*TASK DIRECTIONS*: Name every area in the bulleted list of the article on sequestration and public sector consulting where clients are said to remain hungry for help.

EXERCISE PASSAGE Start Marker

The Sequester Squeeze

By Eric Krell

The Sequester Squeeze Declining budgets and a demand for increasing efficiency rule the day. And doing more with less has never been so important. But public sector consultants, so far at least, haven’t seen the ‘sequester shoe drop’ like some had feared.

The federal budgeting dysfunction and sequestration have had a swift “but” effect on the public sector agencies that buy consulting services: “We’d send out an RFP, but we’re going to wait and see what happens with sequestration;” “We’d like to continue the project, but we’re going to de-scope or terminate;” “We’re going to pull the trigger, but we just don’t know when.”

While sequestration has certainly sparked delays, indecision and pricing pressure, public sector consulting firms and practices that are prospering despite budget battles couch their services in much more of an “and” dynamic; they say their clients remain hungry for help in:

  • Lowering costs and increasing efficiency;
  • Lowering costs and adding value;
  • Consolidating operations and improving customer service;
  • Taming legacy information technology (IT) systems and harvesting greater value from data via advanced data analytics; and
  • Driving regulatory compliance and optimizing systems and operations.

EXERCISE PASSAGE End Marker
DATA EXCERPT Start Marker

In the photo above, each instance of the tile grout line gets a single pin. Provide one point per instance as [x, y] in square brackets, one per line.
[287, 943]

DATA EXCERPT End Marker

*EXPECTED ANSWER*:
- Lowering costs and increasing efficiency
- Lowering costs and adding value
- Consolidating operations and improving customer service
- Taming legacy information technology (IT) systems and harvesting greater value from data via advanced data analytics
- Driving regulatory compliance and optimizing systems and operations